*** Block opens ***

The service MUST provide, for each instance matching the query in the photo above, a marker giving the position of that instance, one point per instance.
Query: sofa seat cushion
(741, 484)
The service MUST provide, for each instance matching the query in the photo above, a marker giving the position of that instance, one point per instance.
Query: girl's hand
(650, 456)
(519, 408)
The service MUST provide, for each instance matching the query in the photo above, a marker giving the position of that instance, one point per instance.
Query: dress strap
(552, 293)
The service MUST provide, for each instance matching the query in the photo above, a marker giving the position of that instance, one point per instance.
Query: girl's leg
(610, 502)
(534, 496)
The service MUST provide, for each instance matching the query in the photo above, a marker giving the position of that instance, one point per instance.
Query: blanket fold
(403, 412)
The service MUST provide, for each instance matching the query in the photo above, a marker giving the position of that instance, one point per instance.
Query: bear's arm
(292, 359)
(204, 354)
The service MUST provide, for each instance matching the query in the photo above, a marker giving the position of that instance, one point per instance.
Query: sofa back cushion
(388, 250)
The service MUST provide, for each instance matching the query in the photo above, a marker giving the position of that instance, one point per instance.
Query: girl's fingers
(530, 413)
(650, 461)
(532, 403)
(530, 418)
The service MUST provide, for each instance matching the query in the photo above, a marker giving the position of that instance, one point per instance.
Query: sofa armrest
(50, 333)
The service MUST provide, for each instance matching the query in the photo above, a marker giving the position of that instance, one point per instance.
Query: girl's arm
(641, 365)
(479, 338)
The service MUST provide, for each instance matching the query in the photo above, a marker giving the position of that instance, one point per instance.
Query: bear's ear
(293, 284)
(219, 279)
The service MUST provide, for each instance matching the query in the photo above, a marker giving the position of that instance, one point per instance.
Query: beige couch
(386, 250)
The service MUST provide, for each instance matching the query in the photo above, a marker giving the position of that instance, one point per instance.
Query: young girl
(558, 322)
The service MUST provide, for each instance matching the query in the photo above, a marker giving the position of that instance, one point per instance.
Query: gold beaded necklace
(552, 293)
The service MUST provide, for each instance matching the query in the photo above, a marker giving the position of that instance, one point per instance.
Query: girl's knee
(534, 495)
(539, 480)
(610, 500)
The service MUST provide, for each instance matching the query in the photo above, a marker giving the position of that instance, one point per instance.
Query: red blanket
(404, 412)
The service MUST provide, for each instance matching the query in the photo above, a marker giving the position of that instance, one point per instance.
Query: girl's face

*** Block closes ***

• What you have to do: Each record above is to be reproduced exactly, in full.

• Task answer:
The service MUST provide, for each instance matching the query in the photo above, a marker giving the position of that instance, one point per instance.
Query: sofa seat cushion
(741, 484)
The service MUST provide, for each instance matching the query in the photo above, a marker giving the position of that instance, one point per instance.
Query: girl's hand
(650, 456)
(519, 408)
The service MUST provide, for each instance matching the query in the photo above, a marker giving the position of that instance, one point per instance.
Query: dress strap
(552, 293)
The service MUST provide, for each instance matching the query in the photo above, a marker giving the position of that instance, one point per instance.
Query: girl's leg
(610, 502)
(534, 496)
The service MUST provide, for each instance matching the query in the photo above, a marker giving the position of that instance, one point per instance.
Query: blanket fold
(403, 412)
The service MUST provide, for each instance matching the query in the photo above, a marker giving the position of that instance, one point per instance.
Query: bear's arm
(292, 359)
(204, 354)
The service MUST provide, for each instance matching the query in the photo above, a marker giving the position of that instance, one point per instance.
Query: sofa back cushion
(388, 250)
The service MUST provide, for each instance matching the query in the photo above, a marker giving the position of that instance, one point per instance.
Query: girl's fingers
(530, 413)
(650, 461)
(532, 403)
(530, 418)
The service MUST provide, for each instance matching the query in the photo above, a marker giving the position of that instance, one point per instance.
Query: sofa armrest
(50, 333)
The service MUST provide, for each instance matching the query in the photo above, a marker giving the position of that instance, one point per instance.
Query: girl's arm
(641, 365)
(479, 338)
The service MUST provide, for each instance matching the query in the photo above, a marker giving the position of that instance, one point per instance.
Query: bear's ear
(293, 284)
(219, 279)
The service MUST provide, for each instance matching the query in the photo above, a marker giving the position of that instance, one point per instance.
Query: beige couch
(386, 250)
The service MUST provide, for each instance matching the query in the photo above, a marker giving the position of that instance, one point per instance.
Query: young girl
(558, 322)
The service MUST provide, for each instance matching the query in the photo above, a marker giving the position of that instance, one point per instance.
Query: gold beaded necklace
(552, 293)
The service MUST provide, for each instance matching the query in the photo above, a marker giving the position of that instance, one point per instance.
Query: girl's knee
(534, 495)
(539, 480)
(610, 500)
The service MUST provide, for each instance matching the query in the photo above, a marker giving the position of that instance, one point per instance.
Query: red blanket
(404, 412)
The service MUST provide, for each instance matching the query in the photo above, a marker giving the position of that instance, one point per instance.
Query: girl's face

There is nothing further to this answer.